* [対象文書]:
________________________
愚老庵ノートSo Ishikawa
ビンテージ動画をAIで復元する
今年に入って、4Kテレビの世帯普及率は20%を超える勢いです。この背景には、続々とネット配信される映画やライブ画像などを、高精細な大画面で見たいというニーズの高まりがあると言われています。
この10年の間に、大型テレビ画面の高精細化技術は驚異的に進化しました。
2011年にアナログテレビ放送が終了するまで、テレビ画面の比率は 4:3 でした。丸みを帯びたブラウン管は、25インチぐらいまでの大きさで、電源が入っていない「灰色」の画面が、テレビの「黒」だった時代を覚えていらっしゃるでしょうか?
アナログテレビでは、飛び越し走査で交互に照射される525本の走査線で画像を描き出していました。この画像を 4Kテレビの大画面に映し出すとどうなるでしょう。
4Kテレビの垂直解像度は2160本。525本の走査線は垂直方向に「4倍」 拡大されることになります。画面は、ぼやけてチラつき、ノイズが乗って、最近のテレビに慣れてしまった人にとっては、見るに耐えないボロボロの画質になってしまいます。
現在放送されているテレビの番組は、ほとんどが 2Kハイビジョン、垂直解像度は1080本です。これをそのまま 4Kテレビに映し出すと、画像は垂直方向に「2倍」拡大されてしまい、わざわざ高精細な4Kテレビで見る価値がなくなってしまいます。
4Kで制作された番組はまだ数えるほど、ブルーレイディスクの解像度も 2K。これでは、高精細を売りにした4Kテレビは宝の持ち腐れになってしまいます。
そこで開発されたのが「アップコンバート」技術です。拡大した画面の隙間を、前後の信号から生成した画像で補完し、2K 画像をリアルタイムで 高精細な 4K 画像に変換するアップコンバート機能。この機能を搭載することによって、大画面の 4Kテレビの普及が一気に進みました。
「アップコン」と呼ばれるこの技術は、まだ発展途上の技術と言われています。単純に解像度を上げるだけでなく、いかに自然で精密なディテールを表現できるか。大画面テレビの世界では今、高精細画像処理技術の開発競争が繰り広げられています。
________________________
* [素材]:
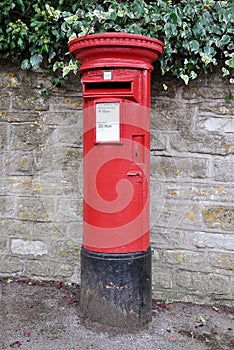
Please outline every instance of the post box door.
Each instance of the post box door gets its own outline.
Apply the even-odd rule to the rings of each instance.
[[[84,247],[149,247],[149,110],[95,99],[84,110]]]

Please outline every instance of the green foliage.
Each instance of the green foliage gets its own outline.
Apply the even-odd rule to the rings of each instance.
[[[77,71],[67,41],[92,33],[129,32],[165,43],[163,73],[187,84],[222,61],[223,76],[234,68],[234,1],[213,0],[5,0],[0,3],[0,57],[17,58],[22,69],[42,65]]]

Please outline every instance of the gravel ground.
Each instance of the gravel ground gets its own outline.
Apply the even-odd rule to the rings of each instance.
[[[83,324],[79,288],[0,280],[0,349],[232,350],[234,310],[153,301],[153,320],[137,333]]]

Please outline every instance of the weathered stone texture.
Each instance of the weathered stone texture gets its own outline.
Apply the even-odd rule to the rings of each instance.
[[[73,77],[0,65],[0,276],[78,282],[82,97]],[[163,89],[167,85],[167,90]],[[153,295],[234,305],[234,91],[219,69],[185,86],[153,73]]]

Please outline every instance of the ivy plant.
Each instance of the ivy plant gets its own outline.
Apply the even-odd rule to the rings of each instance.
________________________
* [設問文 A]:
対象文書で走査線の数や垂直解像度として「〜本」の形で示される数値をすべて挙げてください。
* [設問文 B]:
対象文書から、「この10年の間に、大型テレビ画面の高精細化技術は驚異的に進化しました。」を含む語句で始め、「持ち腐れになってしまいます。」の後で終わる範囲を一字一句そのまま再掲してください。

* [正答 A]:
- 525本
- 2160本
- 1080本

* [正答 B]:
この10年の間に、大型テレビ画面の高精細化技術は驚異的に進化しました。
2011年にアナログテレビ放送が終了するまで、テレビ画面の比率は 4:3 でした。丸みを帯びたブラウン管は、25インチぐらいまでの大きさで、電源が入っていない「灰色」の画面が、テレビの「黒」だった時代を覚えていらっしゃるでしょうか?
アナログテレビでは、飛び越し走査で交互に照射される525本の走査線で画像を描き出していました。この画像を 4Kテレビの大画面に映し出すとどうなるでしょう。
4Kテレビの垂直解像度は2160本。525本の走査線は垂直方向に「4倍」 拡大されることになります。画面は、ぼやけてチラつき、ノイズが乗って、最近のテレビに慣れてしまった人にとっては、見るに耐えないボロボロの画質になってしまいます。
現在放送されているテレビの番組は、ほとんどが 2Kハイビジョン、垂直解像度は1080本です。これをそのまま 4Kテレビに映し出すと、画像は垂直方向に「2倍」拡大されてしまい、わざわざ高精細な4Kテレビで見る価値がなくなってしまいます。
4Kで制作された番組はまだ数えるほど、ブルーレイディスクの解像度も 2K。これでは、高精細を売りにした4Kテレビは宝の持ち腐れになってしまいます。